[Tâche courte a]: Recopiez les lignes des enregistrements en commençant à celle qui contient « [locate] the ceiling » et en terminant à la fin des enregistrements. Remplacez-y « Coordinates » par « Points » sans rien changer d'autre.

[Extrait fourni]:

..........

Artisanat
L’art de fabriquer un instrument à base de bonbonnes de gaz
Installé à Saint-Priest-des-Champs, au nord-ouest du Puy-de-Dôme, Mickaël Chaput confectionne un drôle d’instrument musical : le hang drum. Réalisé à partir de bouteilles de gaz, cet objet artisanal est de plus en plus convoité et apprécié pour ses sonorités particulières.
Son atelier puydomois est à l’image de ses compétences : multifonctionnel. Depuis une dizaine d’années, Mickaël Chaput s’est spécialisé dans la fabrication de hang drum. Proche du hang créé en Suisse (lire encadré), cet instrument aux allures de soucoupe volante et composé de bouteilles de gaz est de plus en plus recherché par les initiés, comme les amateurs. Le son qu’il produit, proche de la vibration, possède des vertus apaisantes. Objet à la fois décoratif, relaxant, mais aussi ludique, certains modèles se vendent plus de 400 € pièce. « J’ai du mal avec les gens qui se gavent sur le dos des autres, n’hésite pas à affirmer le créateur. Pour moi, le juste prix est plutôt aux alentours de 150 € ». Un prix très attractif, qui justifie certainement le succès de l’artisan, également père de cinq enfants, dont deux en bas âge. « Les demandes sont arrivées très vite, à tel point que j’ai parfois du mal à suivre ». Sa valeur ajoutée ? Les gravures réalisées par sa femme, tatoueuse et passionnée de dessins. « Maintenant que les entreprises chinoises s’y sont mises, j’ai également déposé un brevet pour la forme des feuilles qu’elle dessine et que j’intègre ».
Accordé en do majeur pour un effet apaisant
Il faut dire que créer un hang drum demande un peu de bouteille. Si Mickaël Chaput affirme réussir à créer les siens en l’espace d’une journée, ses débuts n’étaient pas si évidents. « J’ai voulu essayer d’en faire un lorsque ma femme a acheté le sien, mais c’est seulement après deux ans d’essais que j’ai réussi à faire sonner correctement les notes ». Instrument personnalisé, chaque hang drum comporte sa propre gamme. Mais celle que Mickaël préfère est sans conteste le do majeur. « Elle est joyeuse, montante et adaptée à la relaxation ». L’accord en 423 hertz, correspond, quant à lui, à la fréquence vibratoire de l’eau. « Le corps étant majoritairement composé d’eau, il est, de fait, réceptif à cette fréquence », affirme le spécialiste, dont les commandes fleurissent à chacun de ses passages dans les salons dédiés au bien-être. L’instrument dispose ainsi de huit notes en feuilles, sa marque de fabrique, ou de neuf notes en U, avec des gravures sur le dessous.

..........

[Tâche courte b]: Poursuivez l'article sur la fabrication de hang drums à partir de bouteilles de gaz, à la suite de sa dernière phrase.

(Enregistrements du jeu de données de pointage)
..........

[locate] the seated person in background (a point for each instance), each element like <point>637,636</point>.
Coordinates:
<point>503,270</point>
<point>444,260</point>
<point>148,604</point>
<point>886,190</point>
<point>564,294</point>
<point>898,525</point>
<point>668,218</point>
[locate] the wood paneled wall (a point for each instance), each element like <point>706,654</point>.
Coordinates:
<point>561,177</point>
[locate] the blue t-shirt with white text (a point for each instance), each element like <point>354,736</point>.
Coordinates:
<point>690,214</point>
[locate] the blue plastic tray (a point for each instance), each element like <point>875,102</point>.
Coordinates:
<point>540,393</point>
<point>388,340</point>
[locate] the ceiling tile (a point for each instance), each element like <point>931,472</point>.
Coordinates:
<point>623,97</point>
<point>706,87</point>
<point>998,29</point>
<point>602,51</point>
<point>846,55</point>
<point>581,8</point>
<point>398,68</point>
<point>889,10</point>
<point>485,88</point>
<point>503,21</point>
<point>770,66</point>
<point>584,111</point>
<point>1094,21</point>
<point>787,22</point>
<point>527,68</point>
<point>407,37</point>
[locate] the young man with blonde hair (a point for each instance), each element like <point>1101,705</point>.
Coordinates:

..........

[Résultat de tâche a]:
[locate] the ceiling tile (a point for each instance), each element like <point>931,472</point>.
Points:
<point>623,97</point>
<point>706,87</point>
<point>998,29</point>
<point>602,51</point>
<point>846,55</point>
<point>581,8</point>
<point>398,68</point>
<point>889,10</point>
<point>485,88</point>
<point>503,21</point>
<point>770,66</point>
<point>584,111</point>
<point>1094,21</point>
<point>787,22</point>
<point>527,68</point>
<point>407,37</point>
[locate] the young man with blonde hair (a point for each instance), each element like <point>1101,705</point>.
Points:

[Résultat de tâche b]:
Du laiton incrusté pour créer les couleurs
Côté outils, l’artisan admet avoir cassé de nombreux disques à poncer et autres engins de découpe. « Tous les deux mois, j’avais une meuleuse ou une sauteuse qui lâchaient », se rappelle-t-il avec ironie. Dorénavant, la découpe des bouteilles de gaz de 13 kg se fait à l’aide d’une machine. « Je découpe le haut et le bas, que je ressoude ensuite ensemble. La seconde étape est de faire disparaître toutes les écritures et les soudures, puis de jouer sur l’épaisseur et la largeur du métal afin de créer des accords ». Pour la décoration, hors de question d’utiliser de la peinture. L’artisan incruste directement des particules de laiton dans le métal. Chez Mickaël Chaput, le proverbe « rien ne se perd, tout se transforme » prend tout son sens : les parties de bouteilles de gaz non utilisées ont été ressoudées puis coulées dans du béton, afin de devenir les fondations de sa maison. Autodidacte de A à Z, cette expérience a même permis au trentenaire de réaliser un rêve de gamin : confectionner son propre accordéon.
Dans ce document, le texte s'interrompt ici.